> _CONSIGNE_:
Pour chacune des affirmations suivantes, indiquez par oui ou par non si elle concorde avec l'extrait sur Luther et la confession, puis citez mot pour mot les termes de l'extrait qui tranchent. (a) La confession a été supprimée à Wittenberg par Carlstadt durant l'hiver 1521-1522. (b) D'après la Confession d'Augsbourg, les fidèles doivent être contraints d'énumérer leurs péchés en détail. (c) En libéralisant la confession, Luther a voulu la faire disparaître.

> _EXTRAIT DU DOCUMENT_:
-------------------------
Au demeurant, Luther a réintroduit la confession à Wittenberg, après qu’elle fut supprimée par Carlstadt l’hiver 1521-1522. D’après P. Denis[13], la confession réintroduite par Luther avait moins le caractère de confession exhaustive des péchés que celle d’un examen de foi, par lequel le ministre s’assurait que le fidèle avait conservé la foi de son baptême, avant qu’il ne participe à la communion. On peut lire cet usage également dans la Confession d’Augsbourg[14] :

Pour ce qui est de la Confession, elle n’a pas été abolie par nos prédicateurs. Nous observons chez nous la coutume de ne donner le Sacrement qu’à ceux qui ont été préalablement examinés et absous. On a soin de faire observer au peuple combien les paroles de l’Absolution sont consolantes, et combien l’Absolution est une grâce inestimable et précieuse : qu’elle n’est pas la voix ou la parole du ministre officiant, mais la Parole de Dieu qui pardonne les péchés. Car l’Absolution est prononcée au nom de Dieu et par son commandement. C’est avec beaucoup de zèle que nous donnons instruction concernant ce commandement et ce Pouvoir des Clefs[15], et nous montrons combien ce pouvoir est réconfortant et nécessaire aux consciences angoissées. Nous leurs disons que Dieu nous ordonne de croire à cette Absolution, tout comme si c’était la voix de Dieu lui-même, venue du ciel ; et que nous devons nous en réjouir et consoler, en sachant que par cette foi nous obtenons la rémission des péchés. […]

Voici notre enseignement sur la Confession : on ne doit contraindre personne à énumérer ses péchés en détail, vu que cela est impossible […][16].

En outre, Luther adjoignit à la seconde édition de son Petit Catéchisme (1529) une courte exhortation à la confession, dont deux extraits donneront une idée de la teneur :

Au sujet de la confession, nous avons toujours enseigné qu’elle devait être libre…

Aujourd’hui, chacun sait cela ; malheureusement, bien des gens ne le savent que trop ; ils font ce qu’il leur plaît et usent de leur liberté pour ne plus jamais se confesser

[…]

Nous t’exhortons, par contre, à te confesser et à dévoiler ta misère, non pour faire par là une œuvre méritoire, mais pour entendre la parole que Dieu te fait adresser. Cette parole ou l’absolution, tu dois la considérer comme un grand et précieux très et la recevoir avec respect et reconnaissance[17].

On le voit, en « libéralisant » la confession, Luther n’a jamais voulu la faire disparaître.

Il n’est, en revanche, pas facile de savoir de manière entièrement claire si la confession-examen était obligatoire dans les Eglises luthériennes. La Confession d’Augsbourg (voir plus haut) la mentionne comme précédant nécessairement la communion par coutume, Denis considère qu’elle a été imposée, mais pas de manière ferme ; Funck[18] mentionne diverses disciplines luthériennes l’imposant avant la cène, mais considère que cette confession visait surtout, en fait, les membres dont on suspectait la doctrine ou les mœurs, et n’était pas, de loin, imposée à tous avant chaque communion, sauf à l’époque de la controverse avec les réformés, où elle permettait de débusquer les sympathisants du calvinisme.
-------------------------
> _LISTE DES DONNÉES_:
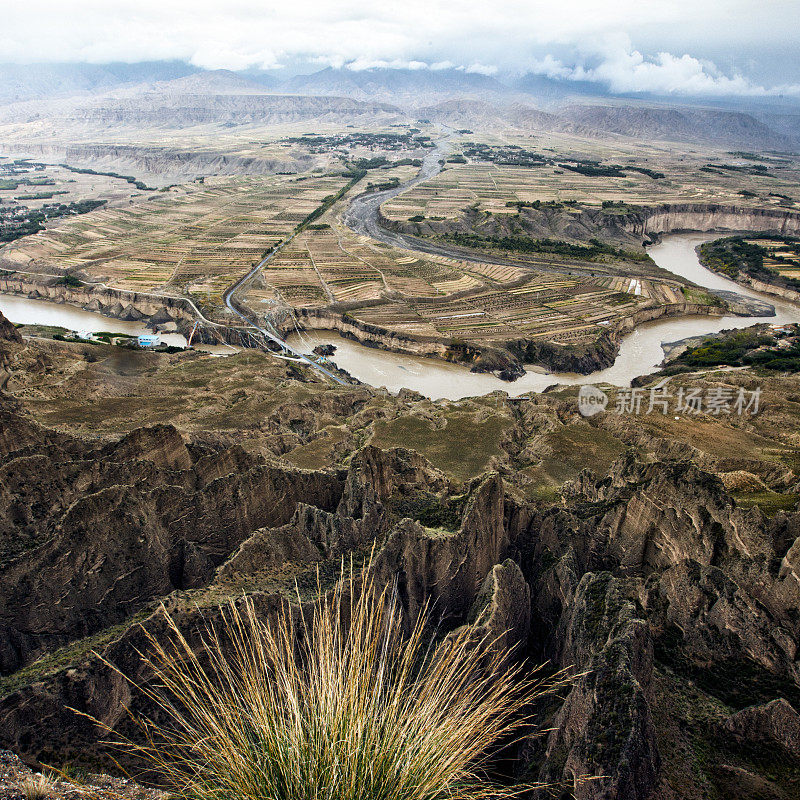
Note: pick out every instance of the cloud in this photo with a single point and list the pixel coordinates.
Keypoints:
(676, 41)
(625, 70)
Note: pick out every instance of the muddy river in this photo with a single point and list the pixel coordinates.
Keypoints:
(640, 351)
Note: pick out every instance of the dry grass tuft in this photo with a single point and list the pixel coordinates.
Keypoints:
(38, 787)
(332, 703)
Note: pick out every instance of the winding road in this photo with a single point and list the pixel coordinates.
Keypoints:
(295, 355)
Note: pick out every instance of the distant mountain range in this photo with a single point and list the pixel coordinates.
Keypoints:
(174, 95)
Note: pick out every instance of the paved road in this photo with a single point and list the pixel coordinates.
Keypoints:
(361, 216)
(296, 355)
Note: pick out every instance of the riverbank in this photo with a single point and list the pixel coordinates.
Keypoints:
(639, 352)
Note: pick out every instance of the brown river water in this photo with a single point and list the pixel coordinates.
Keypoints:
(640, 351)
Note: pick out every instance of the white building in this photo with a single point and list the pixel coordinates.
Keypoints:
(149, 340)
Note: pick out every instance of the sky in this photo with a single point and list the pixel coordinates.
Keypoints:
(745, 48)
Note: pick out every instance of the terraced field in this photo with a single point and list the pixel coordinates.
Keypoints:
(691, 176)
(196, 238)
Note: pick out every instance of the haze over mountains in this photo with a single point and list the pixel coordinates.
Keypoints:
(175, 95)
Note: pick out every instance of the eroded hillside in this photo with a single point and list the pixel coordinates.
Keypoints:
(658, 556)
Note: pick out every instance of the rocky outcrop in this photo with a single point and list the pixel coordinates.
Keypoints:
(773, 724)
(605, 726)
(110, 529)
(649, 568)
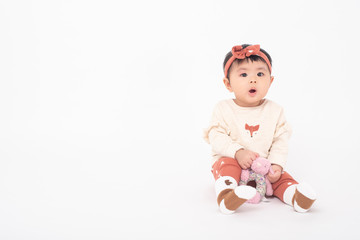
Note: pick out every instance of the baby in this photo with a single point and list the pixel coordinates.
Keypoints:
(248, 127)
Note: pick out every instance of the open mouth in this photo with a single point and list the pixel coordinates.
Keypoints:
(252, 91)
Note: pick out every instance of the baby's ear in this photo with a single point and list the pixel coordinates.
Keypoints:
(227, 84)
(271, 79)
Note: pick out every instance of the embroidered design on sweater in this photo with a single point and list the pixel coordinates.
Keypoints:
(252, 129)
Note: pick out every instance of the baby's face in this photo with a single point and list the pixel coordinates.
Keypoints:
(250, 82)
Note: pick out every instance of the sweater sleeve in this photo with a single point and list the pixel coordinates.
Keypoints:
(279, 148)
(218, 135)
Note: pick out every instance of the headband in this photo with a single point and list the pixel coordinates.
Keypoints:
(241, 53)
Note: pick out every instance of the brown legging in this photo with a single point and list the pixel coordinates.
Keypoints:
(230, 167)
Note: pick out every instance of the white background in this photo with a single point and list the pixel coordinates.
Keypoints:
(103, 103)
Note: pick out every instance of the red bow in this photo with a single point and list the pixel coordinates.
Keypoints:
(240, 52)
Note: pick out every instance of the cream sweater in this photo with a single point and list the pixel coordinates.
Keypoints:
(262, 129)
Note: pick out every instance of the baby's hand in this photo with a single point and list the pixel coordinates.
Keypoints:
(276, 174)
(245, 158)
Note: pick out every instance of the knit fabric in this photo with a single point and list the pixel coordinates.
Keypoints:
(262, 129)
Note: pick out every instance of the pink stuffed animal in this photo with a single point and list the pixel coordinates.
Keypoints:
(259, 169)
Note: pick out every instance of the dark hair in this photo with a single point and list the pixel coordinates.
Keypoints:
(252, 58)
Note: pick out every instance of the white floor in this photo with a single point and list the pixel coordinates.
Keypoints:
(94, 198)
-------------------------
> _CORRIGÉ_:
(a) Oui : « après qu’elle fut supprimée par Carlstadt l’hiver 1521-1522 ».
(b) Non : « on ne doit contraindre personne à énumérer ses péchés en détail ».
(c) Non : « Luther n’a jamais voulu la faire disparaître ».